* Do this
List every line in the records below that contains the string "with".

* The input
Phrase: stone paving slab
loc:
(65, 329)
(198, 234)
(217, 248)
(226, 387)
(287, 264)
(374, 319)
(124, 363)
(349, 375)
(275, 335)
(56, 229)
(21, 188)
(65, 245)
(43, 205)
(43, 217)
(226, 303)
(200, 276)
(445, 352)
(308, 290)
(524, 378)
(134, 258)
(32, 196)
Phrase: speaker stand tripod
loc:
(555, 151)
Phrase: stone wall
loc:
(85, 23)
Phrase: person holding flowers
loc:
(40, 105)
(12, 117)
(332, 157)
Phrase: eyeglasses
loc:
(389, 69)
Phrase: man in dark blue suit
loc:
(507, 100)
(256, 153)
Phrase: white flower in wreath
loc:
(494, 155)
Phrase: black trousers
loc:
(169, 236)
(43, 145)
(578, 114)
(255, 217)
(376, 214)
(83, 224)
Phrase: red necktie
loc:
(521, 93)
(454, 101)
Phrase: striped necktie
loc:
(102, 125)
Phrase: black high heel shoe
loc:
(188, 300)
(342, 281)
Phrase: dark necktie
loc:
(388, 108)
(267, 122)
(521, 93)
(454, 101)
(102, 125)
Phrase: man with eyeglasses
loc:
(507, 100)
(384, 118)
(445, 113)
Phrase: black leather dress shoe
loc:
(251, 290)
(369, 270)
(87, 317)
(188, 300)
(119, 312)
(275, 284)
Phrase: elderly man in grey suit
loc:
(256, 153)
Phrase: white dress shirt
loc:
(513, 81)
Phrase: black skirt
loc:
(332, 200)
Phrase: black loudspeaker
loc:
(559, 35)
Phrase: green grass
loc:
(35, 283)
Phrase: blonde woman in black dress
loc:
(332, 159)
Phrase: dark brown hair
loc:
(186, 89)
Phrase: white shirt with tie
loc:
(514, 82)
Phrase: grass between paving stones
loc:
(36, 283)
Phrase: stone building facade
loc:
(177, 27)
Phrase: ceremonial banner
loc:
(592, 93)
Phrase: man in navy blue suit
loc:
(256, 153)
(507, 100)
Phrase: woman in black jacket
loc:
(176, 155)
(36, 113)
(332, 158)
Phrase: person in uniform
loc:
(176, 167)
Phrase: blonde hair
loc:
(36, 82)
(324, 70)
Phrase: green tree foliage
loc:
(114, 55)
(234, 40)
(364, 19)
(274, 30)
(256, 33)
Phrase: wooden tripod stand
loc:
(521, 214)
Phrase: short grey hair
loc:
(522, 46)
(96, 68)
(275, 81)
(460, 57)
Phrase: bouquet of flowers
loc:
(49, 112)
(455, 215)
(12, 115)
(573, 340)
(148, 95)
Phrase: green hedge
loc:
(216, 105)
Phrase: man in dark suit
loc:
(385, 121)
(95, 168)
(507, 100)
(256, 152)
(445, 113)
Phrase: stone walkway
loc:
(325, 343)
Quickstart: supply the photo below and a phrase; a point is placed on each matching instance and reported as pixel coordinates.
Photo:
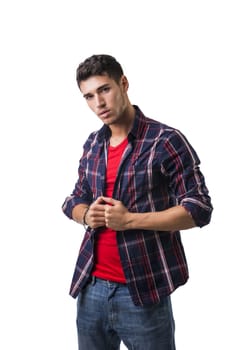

* Written reply
Phrase: man with eyeglasses
Phrase: white shirt with tie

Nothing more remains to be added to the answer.